DOCUMENT TEXT:

- Opening Delimiter -

Visit the United States and you enter a far more competitive nation, one quick to rank and grade, with too many winners to waste much time with the losers. Its culture encourages striving, certainly, but never failure. In Japan, and many other Asian cultures, failure is usually considered shameful, implying you did not work hard enough. One finds respect for failure in Britain - particularly resigned failure, the sticking to one's post - but also the lingering shadows of a class heritage uncomfortable with displays of naked effort.
Australia, by contrast, adores a valiant attempt to beat impossible odds. We view Gallipoli, our greatest military failure, not just with reverence but with pride. We say, "Have a go, mate," because we believe that it doesn't matter if you fail, so long as you try.
This has obvious historical roots. Australia was founded as a penal colony after the American model, but where Massachusetts offered fertile soil and temperate rainfall, this land was so unforgiving that supplies had to be sourced from Batavia, now Jakarta, to allow those who made it across on the First Fleet to survive until the arrival of the Second. The European population here grew far more slowly, despite the British forcibly relocating far more Europeans. In the Americas rebellion led to freedom and the birth of a new nation; here, at Castle Hill and then Eureka, uprisings were brutally crushed.
In 2009 we still bear the belief that the greatest honour belongs to the underdogs, and that their failure is not a mark of their flaws, but an account of the greatness of their challenge.
And perhaps this is why sport is the exception to the rule: why we distance ourselves from Rupert Murdoch and Russell Crowe, but revere Don Bradman and Steve Waugh.
An athlete's success is largely dependent upon how hard she is prepared to work to make the most of her natural talents: the playing field is generally level, the environment neutral. Of course, throw in an unfair environment - Don Bradman fending off head-high deliveries in Bodyline, or Australia II tacking her way toward the America's Cup after 132 years of American domination - and we are in raptures. Show us Eric "the Eel" Moussambani, who arrived at the 2000 Sydney Olympics having never seen a 50m pool, whose only two competitors in his heat were disqualified before the start of the race, who was then asked to swim it regardless, the only man in the pool, and who attacked it with such vigour that he almost drowned in the last 15 metres - well, we have ourselves a hero.

- Closing Delimiter -

(Collection entries)
- Opening Delimiter -

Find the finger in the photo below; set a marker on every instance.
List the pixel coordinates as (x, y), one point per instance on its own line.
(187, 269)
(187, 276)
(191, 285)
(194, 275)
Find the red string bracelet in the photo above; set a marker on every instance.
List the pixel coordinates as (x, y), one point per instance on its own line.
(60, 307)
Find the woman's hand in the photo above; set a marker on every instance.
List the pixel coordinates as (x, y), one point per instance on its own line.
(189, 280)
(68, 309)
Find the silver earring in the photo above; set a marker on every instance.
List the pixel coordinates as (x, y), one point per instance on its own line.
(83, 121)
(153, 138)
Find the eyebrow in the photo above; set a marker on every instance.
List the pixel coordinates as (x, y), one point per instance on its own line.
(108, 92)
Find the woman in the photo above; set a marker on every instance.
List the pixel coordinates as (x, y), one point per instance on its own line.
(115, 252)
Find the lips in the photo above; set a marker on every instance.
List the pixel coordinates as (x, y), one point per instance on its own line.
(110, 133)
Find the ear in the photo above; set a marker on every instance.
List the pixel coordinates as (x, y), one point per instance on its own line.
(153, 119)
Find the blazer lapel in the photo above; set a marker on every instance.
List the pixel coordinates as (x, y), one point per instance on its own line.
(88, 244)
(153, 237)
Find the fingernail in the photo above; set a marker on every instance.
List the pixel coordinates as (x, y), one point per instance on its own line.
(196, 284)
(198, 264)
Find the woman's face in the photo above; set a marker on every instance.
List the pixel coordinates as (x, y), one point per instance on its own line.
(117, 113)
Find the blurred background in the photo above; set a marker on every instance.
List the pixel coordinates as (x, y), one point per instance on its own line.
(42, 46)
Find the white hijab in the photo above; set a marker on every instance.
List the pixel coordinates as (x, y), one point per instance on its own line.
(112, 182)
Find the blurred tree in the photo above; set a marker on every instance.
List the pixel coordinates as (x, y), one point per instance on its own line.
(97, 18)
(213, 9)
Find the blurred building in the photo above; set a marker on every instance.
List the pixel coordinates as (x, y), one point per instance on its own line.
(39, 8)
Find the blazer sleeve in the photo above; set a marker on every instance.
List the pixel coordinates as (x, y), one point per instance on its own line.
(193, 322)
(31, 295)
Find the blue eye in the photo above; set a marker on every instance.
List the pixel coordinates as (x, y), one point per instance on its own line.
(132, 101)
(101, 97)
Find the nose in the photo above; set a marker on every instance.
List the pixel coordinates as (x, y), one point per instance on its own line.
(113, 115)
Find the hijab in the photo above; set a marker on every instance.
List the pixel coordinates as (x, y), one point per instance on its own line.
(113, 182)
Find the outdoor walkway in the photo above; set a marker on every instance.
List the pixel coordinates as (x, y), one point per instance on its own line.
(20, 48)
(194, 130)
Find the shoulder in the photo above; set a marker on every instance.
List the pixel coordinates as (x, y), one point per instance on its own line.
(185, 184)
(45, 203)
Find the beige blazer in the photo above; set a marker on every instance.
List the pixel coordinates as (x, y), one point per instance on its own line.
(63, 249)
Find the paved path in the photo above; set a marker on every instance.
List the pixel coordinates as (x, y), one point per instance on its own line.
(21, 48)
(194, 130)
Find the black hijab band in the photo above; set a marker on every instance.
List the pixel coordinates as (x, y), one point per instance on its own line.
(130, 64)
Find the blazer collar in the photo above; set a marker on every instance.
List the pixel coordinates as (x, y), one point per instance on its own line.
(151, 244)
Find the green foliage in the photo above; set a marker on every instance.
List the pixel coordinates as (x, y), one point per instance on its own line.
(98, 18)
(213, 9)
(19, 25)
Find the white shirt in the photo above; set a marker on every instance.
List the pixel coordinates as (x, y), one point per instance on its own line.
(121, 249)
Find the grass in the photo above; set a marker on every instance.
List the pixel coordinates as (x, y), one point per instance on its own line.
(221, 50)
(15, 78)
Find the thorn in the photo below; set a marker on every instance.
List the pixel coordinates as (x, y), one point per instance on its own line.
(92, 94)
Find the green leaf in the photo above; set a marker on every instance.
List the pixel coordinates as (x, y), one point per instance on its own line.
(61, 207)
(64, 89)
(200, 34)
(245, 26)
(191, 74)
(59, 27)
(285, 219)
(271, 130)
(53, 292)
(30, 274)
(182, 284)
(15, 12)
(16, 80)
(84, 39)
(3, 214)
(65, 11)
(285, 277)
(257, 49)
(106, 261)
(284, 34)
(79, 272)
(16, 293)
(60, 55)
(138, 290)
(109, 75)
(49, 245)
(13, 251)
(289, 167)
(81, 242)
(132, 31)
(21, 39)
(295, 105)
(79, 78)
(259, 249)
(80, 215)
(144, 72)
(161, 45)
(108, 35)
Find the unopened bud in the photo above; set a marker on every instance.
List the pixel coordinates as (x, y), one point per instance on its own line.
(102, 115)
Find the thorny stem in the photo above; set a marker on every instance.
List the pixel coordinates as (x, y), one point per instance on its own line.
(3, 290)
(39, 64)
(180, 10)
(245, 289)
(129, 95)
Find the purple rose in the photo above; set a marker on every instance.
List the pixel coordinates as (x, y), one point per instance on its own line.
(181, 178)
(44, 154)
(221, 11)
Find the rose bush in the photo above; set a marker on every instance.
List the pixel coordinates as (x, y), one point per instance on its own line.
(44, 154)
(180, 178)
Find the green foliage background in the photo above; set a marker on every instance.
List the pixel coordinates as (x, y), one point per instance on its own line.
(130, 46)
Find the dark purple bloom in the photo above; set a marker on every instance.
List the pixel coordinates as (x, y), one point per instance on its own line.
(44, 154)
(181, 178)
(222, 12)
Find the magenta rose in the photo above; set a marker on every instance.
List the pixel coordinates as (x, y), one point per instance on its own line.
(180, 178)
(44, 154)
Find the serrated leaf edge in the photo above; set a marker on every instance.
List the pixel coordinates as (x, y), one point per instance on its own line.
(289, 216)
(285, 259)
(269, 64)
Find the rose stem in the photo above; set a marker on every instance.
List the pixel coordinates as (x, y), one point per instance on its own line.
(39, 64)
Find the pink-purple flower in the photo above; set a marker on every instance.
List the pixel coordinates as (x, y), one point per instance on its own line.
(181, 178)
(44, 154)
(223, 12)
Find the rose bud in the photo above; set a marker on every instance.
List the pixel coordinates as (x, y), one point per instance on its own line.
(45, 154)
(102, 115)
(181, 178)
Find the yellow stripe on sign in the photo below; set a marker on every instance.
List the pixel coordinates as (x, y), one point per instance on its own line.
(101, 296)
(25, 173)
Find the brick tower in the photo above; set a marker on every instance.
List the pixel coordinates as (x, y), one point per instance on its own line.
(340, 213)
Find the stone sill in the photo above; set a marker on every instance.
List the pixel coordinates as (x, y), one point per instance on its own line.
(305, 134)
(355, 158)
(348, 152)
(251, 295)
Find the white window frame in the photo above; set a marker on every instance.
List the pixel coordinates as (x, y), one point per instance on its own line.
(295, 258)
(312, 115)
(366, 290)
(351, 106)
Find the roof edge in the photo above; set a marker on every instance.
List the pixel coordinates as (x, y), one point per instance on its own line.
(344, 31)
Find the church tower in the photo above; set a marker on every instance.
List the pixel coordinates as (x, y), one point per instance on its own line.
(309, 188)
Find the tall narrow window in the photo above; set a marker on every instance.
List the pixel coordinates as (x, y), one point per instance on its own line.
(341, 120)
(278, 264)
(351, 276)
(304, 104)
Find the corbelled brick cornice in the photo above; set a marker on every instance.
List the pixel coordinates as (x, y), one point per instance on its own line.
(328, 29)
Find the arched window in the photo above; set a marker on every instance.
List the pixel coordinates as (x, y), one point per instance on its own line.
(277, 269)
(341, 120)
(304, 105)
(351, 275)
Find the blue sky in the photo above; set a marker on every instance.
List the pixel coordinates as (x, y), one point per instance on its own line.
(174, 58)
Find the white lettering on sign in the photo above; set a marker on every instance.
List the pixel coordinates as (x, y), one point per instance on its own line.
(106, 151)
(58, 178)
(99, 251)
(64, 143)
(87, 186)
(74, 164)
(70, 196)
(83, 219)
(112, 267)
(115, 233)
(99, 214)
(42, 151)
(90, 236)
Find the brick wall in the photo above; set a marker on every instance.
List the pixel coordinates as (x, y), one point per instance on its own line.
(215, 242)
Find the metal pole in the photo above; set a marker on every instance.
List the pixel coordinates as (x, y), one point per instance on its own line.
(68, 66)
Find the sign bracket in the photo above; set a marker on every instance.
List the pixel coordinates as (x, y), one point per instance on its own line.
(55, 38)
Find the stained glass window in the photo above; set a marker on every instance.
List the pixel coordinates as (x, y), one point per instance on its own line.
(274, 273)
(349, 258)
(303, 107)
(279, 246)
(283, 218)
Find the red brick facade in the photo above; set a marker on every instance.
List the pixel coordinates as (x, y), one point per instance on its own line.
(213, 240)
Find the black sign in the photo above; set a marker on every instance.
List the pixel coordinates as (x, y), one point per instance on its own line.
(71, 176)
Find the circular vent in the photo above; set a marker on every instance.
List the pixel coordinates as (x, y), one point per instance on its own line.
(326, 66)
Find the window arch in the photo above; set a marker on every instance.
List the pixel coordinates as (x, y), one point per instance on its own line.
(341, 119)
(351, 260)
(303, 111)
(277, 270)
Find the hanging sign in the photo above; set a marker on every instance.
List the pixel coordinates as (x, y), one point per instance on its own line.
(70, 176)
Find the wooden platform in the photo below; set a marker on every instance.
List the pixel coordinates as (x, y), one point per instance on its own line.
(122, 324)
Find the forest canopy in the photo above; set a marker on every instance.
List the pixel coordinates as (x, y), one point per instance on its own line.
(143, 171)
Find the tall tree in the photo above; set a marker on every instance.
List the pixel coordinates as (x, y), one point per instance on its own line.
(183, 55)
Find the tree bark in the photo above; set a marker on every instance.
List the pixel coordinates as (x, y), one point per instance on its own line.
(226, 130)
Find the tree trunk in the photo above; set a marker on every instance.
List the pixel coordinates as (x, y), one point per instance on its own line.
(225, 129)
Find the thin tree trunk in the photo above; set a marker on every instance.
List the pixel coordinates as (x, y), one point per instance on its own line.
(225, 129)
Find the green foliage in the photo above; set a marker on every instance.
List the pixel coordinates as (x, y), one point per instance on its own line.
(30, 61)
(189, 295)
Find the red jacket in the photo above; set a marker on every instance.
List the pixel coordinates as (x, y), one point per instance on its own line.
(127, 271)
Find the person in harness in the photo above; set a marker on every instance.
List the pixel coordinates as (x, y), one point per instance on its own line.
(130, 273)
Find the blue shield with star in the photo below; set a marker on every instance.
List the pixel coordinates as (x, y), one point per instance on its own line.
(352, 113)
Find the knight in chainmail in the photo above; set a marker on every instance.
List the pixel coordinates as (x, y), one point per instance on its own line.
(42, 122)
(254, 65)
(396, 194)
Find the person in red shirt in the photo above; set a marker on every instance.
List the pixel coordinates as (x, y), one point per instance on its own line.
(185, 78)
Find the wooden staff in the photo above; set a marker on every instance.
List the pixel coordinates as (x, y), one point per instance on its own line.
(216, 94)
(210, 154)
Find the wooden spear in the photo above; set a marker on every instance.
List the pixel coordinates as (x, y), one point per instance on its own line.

- Closing Delimiter -

WORK TO COMPLETE:
- a) Using the text on attitudes to failure, decide whether each statement agrees with it. Answer yes or no for each, and quote the deciding words.
(i) Supplies for those who arrived on the First Fleet had to be sourced from Batavia.
(ii) The uprisings at Castle Hill and Eureka led to freedom.
(iii) Eric Moussambani had swum in a 50m pool before the 2000 Sydney Olympics.
- b) Give a continuation of the text on attitudes to failure, beginning after its final sentence.
None of this data is needed.

RESULTS FOR THE EXERCISE:
- a)
(i) Yes: "supplies had to be sourced from Batavia, now Jakarta, to allow those who made it across on the First Fleet to survive until the arrival of the Second."
(ii) No: "here, at Castle Hill and then Eureka, uprisings were brutally crushed."
(iii) No: "who arrived at the 2000 Sydney Olympics having never seen a 50m pool"

- b)
The wonderful irony of Australia's veneration of the trier above the champion is that it has given us great numbers of both. For there can be no success without the risk of failure, and in a culture that metes out little social punishment for failure, that risk is worth taking. There is, therefore, perhaps no more valuable aspect of our national character than the historical belief that it's not your fault if you fail; that it's OK to fall short so long as you gave it an honest crack.
But it is 2009. For most of us the Australian landscape has been tamed. Droughts do not ruin us; they merely make our lettuces more expensive, and restrict our garden watering to Sundays and Wednesdays. Our children, our workplaces, our pursuits - all have never been safer. We are part of a networked planet and have suffered the inevitable cultural dilution that implies. We watch American movies, featuring champions, not battlers.
The danger we face today is that we no longer face any great dangers. In a padded, pre-warmed world, where all the corners are encased in rubber and there are handrails beside all the steps, can one still plausibly blame the environment for failure?
When our challenges are so relatively benign - not survival, but positive superannuation returns - can we continue to view those who fail as honourable for having tried? If we cannot, if we drift so far that the idea of the Aussie battler begins to seem quaint, even risible, then we may risk losing the underpinning of our great national success: the unspoken permission to fail, if only you try.